▶ [Required work]:
Rewrite all the lines in the entries below as one numbered list. Skip blank lines and leave out the pictures.

▶ [Data for this task]:
·····
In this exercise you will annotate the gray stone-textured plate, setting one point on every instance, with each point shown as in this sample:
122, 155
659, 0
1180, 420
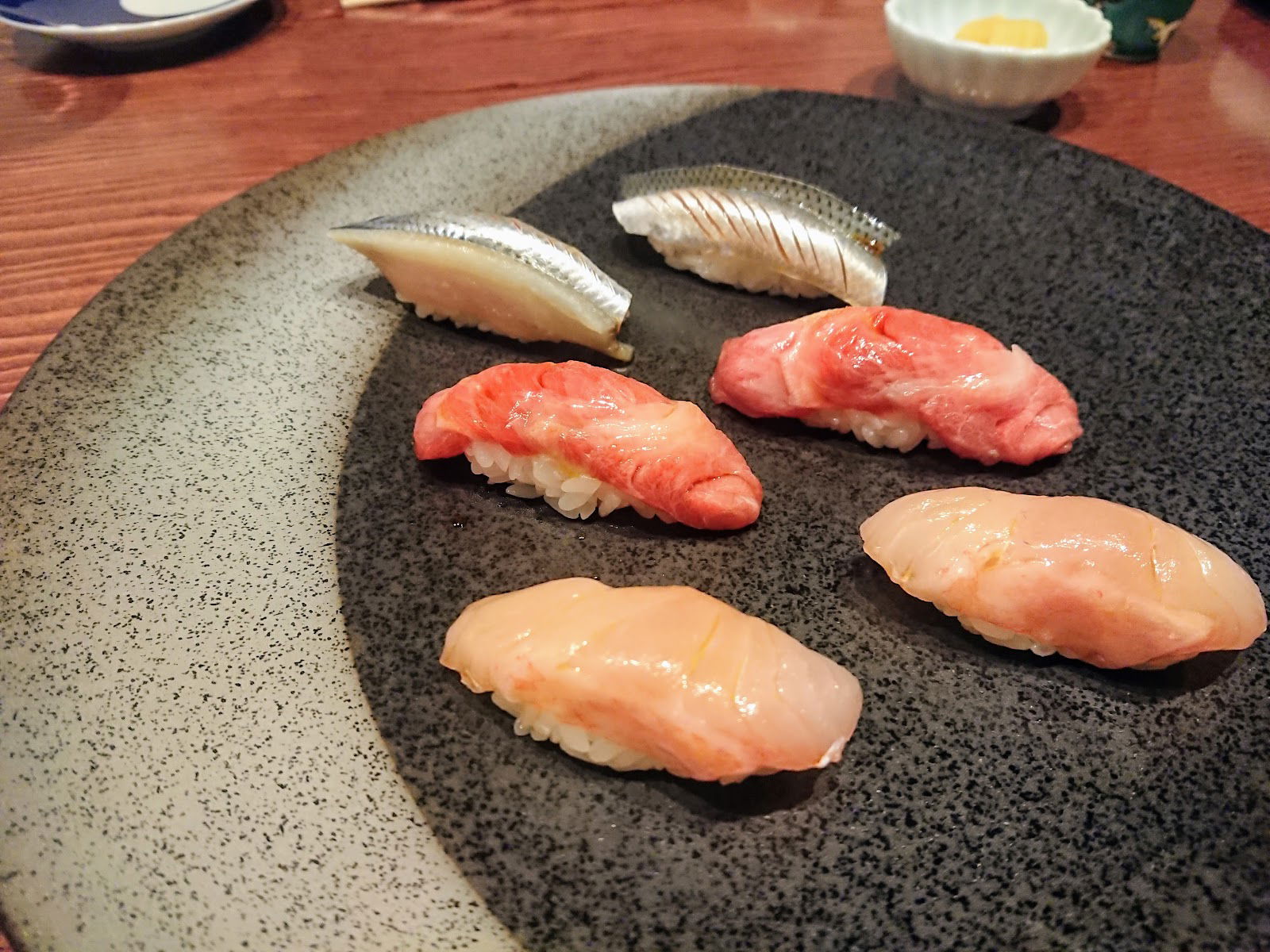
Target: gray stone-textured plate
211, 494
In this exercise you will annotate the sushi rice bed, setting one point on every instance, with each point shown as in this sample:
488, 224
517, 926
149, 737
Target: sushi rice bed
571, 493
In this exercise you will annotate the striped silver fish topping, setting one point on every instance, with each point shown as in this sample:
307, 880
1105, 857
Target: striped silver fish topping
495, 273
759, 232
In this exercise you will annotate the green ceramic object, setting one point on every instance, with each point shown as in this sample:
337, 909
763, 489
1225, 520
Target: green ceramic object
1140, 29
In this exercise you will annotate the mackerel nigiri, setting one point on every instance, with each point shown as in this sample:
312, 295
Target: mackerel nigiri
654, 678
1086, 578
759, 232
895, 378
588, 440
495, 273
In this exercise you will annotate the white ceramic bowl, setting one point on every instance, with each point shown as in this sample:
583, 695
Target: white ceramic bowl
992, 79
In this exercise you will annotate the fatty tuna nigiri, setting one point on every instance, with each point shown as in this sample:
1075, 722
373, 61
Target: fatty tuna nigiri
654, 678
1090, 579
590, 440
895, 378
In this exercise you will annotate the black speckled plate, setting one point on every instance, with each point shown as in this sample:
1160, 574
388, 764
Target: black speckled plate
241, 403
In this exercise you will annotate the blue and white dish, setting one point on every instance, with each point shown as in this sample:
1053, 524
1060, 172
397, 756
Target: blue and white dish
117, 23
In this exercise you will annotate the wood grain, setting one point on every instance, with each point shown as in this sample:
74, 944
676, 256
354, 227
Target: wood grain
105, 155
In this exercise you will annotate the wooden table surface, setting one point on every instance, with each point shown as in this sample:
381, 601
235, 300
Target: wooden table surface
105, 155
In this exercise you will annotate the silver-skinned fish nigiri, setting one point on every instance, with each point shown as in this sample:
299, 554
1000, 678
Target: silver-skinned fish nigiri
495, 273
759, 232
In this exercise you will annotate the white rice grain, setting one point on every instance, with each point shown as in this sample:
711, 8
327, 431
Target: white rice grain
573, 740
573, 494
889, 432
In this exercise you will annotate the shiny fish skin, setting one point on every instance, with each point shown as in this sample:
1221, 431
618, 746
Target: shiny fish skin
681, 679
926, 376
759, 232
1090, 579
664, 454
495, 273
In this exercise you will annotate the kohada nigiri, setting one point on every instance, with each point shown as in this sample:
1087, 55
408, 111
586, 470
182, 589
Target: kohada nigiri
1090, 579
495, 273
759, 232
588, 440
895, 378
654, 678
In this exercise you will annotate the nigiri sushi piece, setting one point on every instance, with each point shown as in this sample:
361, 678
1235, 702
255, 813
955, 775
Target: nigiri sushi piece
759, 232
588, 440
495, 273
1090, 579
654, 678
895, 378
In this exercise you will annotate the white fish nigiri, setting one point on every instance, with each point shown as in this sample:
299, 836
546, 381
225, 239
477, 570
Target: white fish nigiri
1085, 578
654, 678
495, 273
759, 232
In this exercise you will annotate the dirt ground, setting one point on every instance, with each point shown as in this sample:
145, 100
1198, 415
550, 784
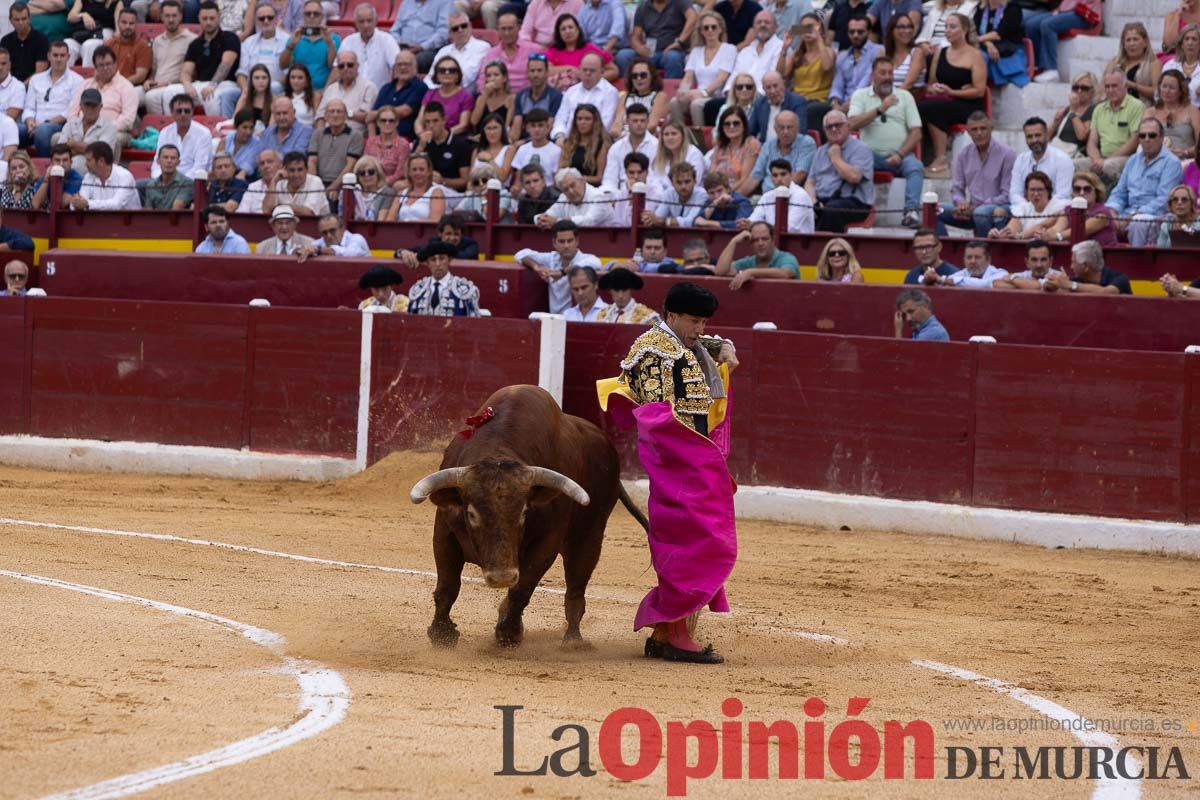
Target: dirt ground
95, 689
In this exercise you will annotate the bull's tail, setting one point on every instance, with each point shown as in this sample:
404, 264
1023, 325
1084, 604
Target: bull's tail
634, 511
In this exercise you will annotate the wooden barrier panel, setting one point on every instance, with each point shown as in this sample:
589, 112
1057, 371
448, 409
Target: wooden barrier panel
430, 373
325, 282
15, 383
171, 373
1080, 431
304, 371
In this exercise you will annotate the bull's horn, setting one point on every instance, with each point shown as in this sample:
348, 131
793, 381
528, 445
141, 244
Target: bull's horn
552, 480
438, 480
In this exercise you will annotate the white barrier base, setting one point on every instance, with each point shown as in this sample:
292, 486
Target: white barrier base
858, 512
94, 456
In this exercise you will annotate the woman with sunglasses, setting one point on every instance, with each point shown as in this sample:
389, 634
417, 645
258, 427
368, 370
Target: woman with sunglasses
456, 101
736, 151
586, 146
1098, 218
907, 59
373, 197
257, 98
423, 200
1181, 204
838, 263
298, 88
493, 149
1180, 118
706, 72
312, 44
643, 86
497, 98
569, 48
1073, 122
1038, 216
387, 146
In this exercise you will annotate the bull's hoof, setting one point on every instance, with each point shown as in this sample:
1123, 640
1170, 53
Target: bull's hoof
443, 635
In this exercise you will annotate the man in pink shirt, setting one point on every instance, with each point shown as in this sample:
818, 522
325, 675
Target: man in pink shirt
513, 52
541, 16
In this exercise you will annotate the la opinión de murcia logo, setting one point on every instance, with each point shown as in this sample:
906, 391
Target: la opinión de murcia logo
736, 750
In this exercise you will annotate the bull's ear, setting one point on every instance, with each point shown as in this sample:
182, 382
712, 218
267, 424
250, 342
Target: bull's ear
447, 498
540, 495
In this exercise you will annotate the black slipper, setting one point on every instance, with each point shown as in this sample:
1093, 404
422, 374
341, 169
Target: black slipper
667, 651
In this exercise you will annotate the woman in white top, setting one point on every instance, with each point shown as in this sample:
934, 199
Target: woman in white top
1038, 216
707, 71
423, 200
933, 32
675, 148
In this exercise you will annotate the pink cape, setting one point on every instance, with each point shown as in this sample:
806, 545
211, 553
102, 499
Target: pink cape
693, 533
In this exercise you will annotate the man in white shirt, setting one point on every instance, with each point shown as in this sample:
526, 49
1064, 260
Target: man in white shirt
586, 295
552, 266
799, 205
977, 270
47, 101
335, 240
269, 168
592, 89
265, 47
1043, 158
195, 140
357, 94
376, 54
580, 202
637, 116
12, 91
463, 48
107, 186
·····
▶ [Output of the task]:
1. In this exercise you will annotate the gray stone-textured plate, setting one point on every instance, with each point shown as in this sample:
2. 122, 155
3. 659, 0
4. 1180, 420
5. Target: gray stone-textured plate
6. 211, 494
7. In this exercise you will annotate the sushi rice bed, setting one point on every instance, with each point shown as in this sample:
8. 488, 224
9. 517, 926
10. 149, 737
11. Target: sushi rice bed
12. 571, 493
13. In this exercise you will annotate the striped silver fish topping, setting one point on every instance, with each point shown as in this sample:
14. 307, 880
15. 1105, 857
16. Target: striped silver fish topping
17. 495, 273
18. 759, 232
19. In this exercise you will annotate the green ceramic object, setting one point on every instance, with each point shown as in this sample:
20. 337, 909
21. 763, 489
22. 1225, 520
23. Target: green ceramic object
24. 1140, 29
25. In this exercise you will annotate the mackerel nigiri, setting one point on every instance, with each point shown as in this sample:
26. 312, 295
27. Target: mackerel nigiri
28. 654, 678
29. 1086, 578
30. 759, 232
31. 895, 378
32. 588, 440
33. 495, 273
34. In this exercise you will annotate the white ceramic bowl, setting one point on every instance, with each point shown as in this sample:
35. 583, 695
36. Target: white ceramic bowl
37. 992, 79
38. In this exercise you will annotate the fatty tuna nigiri, setting one point on every instance, with each point shown as in this sample:
39. 1075, 722
40. 373, 61
41. Target: fatty tuna nigiri
42. 654, 678
43. 1090, 579
44. 590, 440
45. 895, 378
46. In this exercise you will annotate the black speckled plate, setting one point on every instance, with each point shown as in this sample:
47. 1160, 574
48. 388, 764
49. Target: black speckled plate
50. 241, 403
51. In this exercise you will annotate the blue and white dish, setting one point on every instance, with each point shown as in this sample:
52. 1053, 524
53. 1060, 172
54. 397, 756
55. Target: blue and white dish
56. 117, 23
57. In this exercise you will annotate the wood grain, setting one point on every instance, with each point shown as in this sample:
58. 74, 944
59. 676, 256
60. 354, 227
61. Target: wood grain
62. 105, 155
63. In this exercise you will annotate the wooden table surface, setting one point on every instance, with each point shown as in this sample:
64. 381, 601
65. 235, 300
66. Target: wooden table surface
67. 105, 155
68. In this exercise you will annotate the silver-skinned fish nigiri, setting one point on every instance, with each point shown as in this sample:
69. 299, 554
70. 1000, 678
71. Target: silver-skinned fish nigiri
72. 495, 273
73. 759, 232
74. In this exercise you will annotate the white rice grain, setting one point on every instance, with each point shown as in this sample:
75. 711, 8
76. 327, 431
77. Target: white rice grain
78. 573, 740
79. 573, 494
80. 889, 432
81. In this exercise you will annotate the shiny fish skin, setting one point on every instance, with each point shown as in this sample:
82. 1221, 431
83. 618, 746
84. Target: shiny fish skin
85. 681, 679
86. 926, 376
87. 759, 232
88. 1090, 579
89. 664, 454
90. 495, 273
91. In this exercise you will annotate the kohada nigiri, setting one point on every instance, with each point shown as in this sample:
92. 1087, 55
93. 408, 111
94. 586, 470
95. 182, 589
96. Target: kohada nigiri
97. 1090, 579
98. 495, 273
99. 759, 232
100. 588, 440
101. 895, 378
102. 654, 678
103. In this exercise you will annotate the nigiri sushi piece, setting one point on every instance, with each point shown as in this sample:
104. 361, 678
105. 1235, 702
106. 255, 813
107. 955, 775
108. Target: nigiri sushi piece
109. 759, 232
110. 588, 440
111. 495, 273
112. 1090, 579
113. 654, 678
114. 895, 378
115. In this exercise you will annotate the white fish nigiri, setting one point on every instance, with each point shown as in this sample:
116. 299, 836
117. 546, 381
118. 225, 239
119. 477, 570
120. Target: white fish nigiri
121. 1085, 578
122. 654, 678
123. 495, 273
124. 759, 232
125. In this exercise you will annotate the dirt ground, setting one point on every instance, with each point shown as in this sample:
126. 145, 100
127. 1198, 415
128. 550, 784
129. Target: dirt ground
130. 95, 689
131. In this exercise you will annotate the bull's tail, setting one point on every instance, with each point shown as in this sample:
132. 404, 264
133. 1023, 325
134. 1084, 604
135. Target: bull's tail
136. 634, 511
137. In this exercise you will annotate the wooden barrier panel, setting one point on every instance, with each point shown as in this sample:
138. 589, 112
139. 1057, 371
140. 448, 409
141. Target: wooden barrier panel
142. 430, 373
143. 325, 282
144. 15, 383
145. 171, 373
146. 1080, 431
147. 304, 371
148. In this exercise you will annotate the bull's horn, setting one point on every instance, with each point shown as in this sample:
149. 348, 131
150. 793, 381
151. 528, 445
152. 141, 244
153. Target: bull's horn
154. 552, 480
155. 438, 480
156. In this exercise you will annotate the white barrier base, setting one point on every instance, with each point shown as in this sample:
157. 292, 486
158. Target: white barrier base
159. 858, 512
160. 94, 456
161. In this exercise you will annotate the woman with sunglasses, setting one point on every instance, with each point shown as in this sample:
162. 389, 634
163. 417, 645
164. 258, 427
165. 368, 370
166. Target: woman with sunglasses
167. 456, 101
168. 736, 151
169. 586, 146
170. 1098, 218
171. 907, 59
172. 373, 197
173. 257, 98
174. 423, 200
175. 1181, 204
176. 838, 263
177. 298, 88
178. 493, 149
179. 1180, 118
180. 706, 72
181. 312, 44
182. 643, 86
183. 497, 98
184. 569, 48
185. 1073, 122
186. 1038, 216
187. 387, 146
188. In this exercise you will annotate the bull's hoof, setting one point on every instance, with each point shown as in this sample:
189. 1123, 640
190. 1170, 53
191. Target: bull's hoof
192. 443, 635
193. In this exercise you will annotate the man in pink shirt, setting one point on every instance, with each point shown as in this sample:
194. 818, 522
195. 325, 675
196. Target: man in pink shirt
197. 513, 52
198. 541, 16
199. In this exercise you will annotate the la opinión de murcia logo, setting one point on every instance, with each point shown as in this sample:
200. 906, 391
201. Target: la opinión de murcia logo
202. 736, 750
203. In this exercise you will annotate the bull's ear, setting one point on every instance, with each point shown as in this sample:
204. 182, 382
205. 712, 218
206. 267, 424
207. 250, 342
208. Target: bull's ear
209. 447, 498
210. 540, 495
211. In this exercise you will annotate the black slipper, setting one point on every instance, with each point shown as in this sample:
212. 1093, 404
213. 422, 374
214. 341, 169
215. Target: black slipper
216. 667, 651
217. In this exercise you will annotate the woman in white top, setting one point on every instance, with each point shown as in this sample:
218. 934, 199
219. Target: woman in white top
220. 1038, 216
221. 707, 71
222. 423, 200
223. 933, 32
224. 675, 148
225. In this exercise you will annotate the pink cape, setting one point on every instance, with each point shown as in this sample:
226. 806, 545
227. 211, 553
228. 102, 499
229. Target: pink cape
230. 693, 533
231. In this exercise you will annotate the man in white shirt, setting one point on every instance, with each point shown as in this sample:
232. 526, 49
233. 1064, 260
234. Target: man in white shirt
235. 586, 295
236. 552, 266
237. 799, 205
238. 977, 270
239. 47, 101
240. 335, 240
241. 269, 168
242. 592, 89
243. 265, 47
244. 1043, 158
245. 195, 140
246. 357, 94
247. 376, 54
248. 580, 202
249. 637, 116
250. 12, 91
251. 463, 48
252. 107, 186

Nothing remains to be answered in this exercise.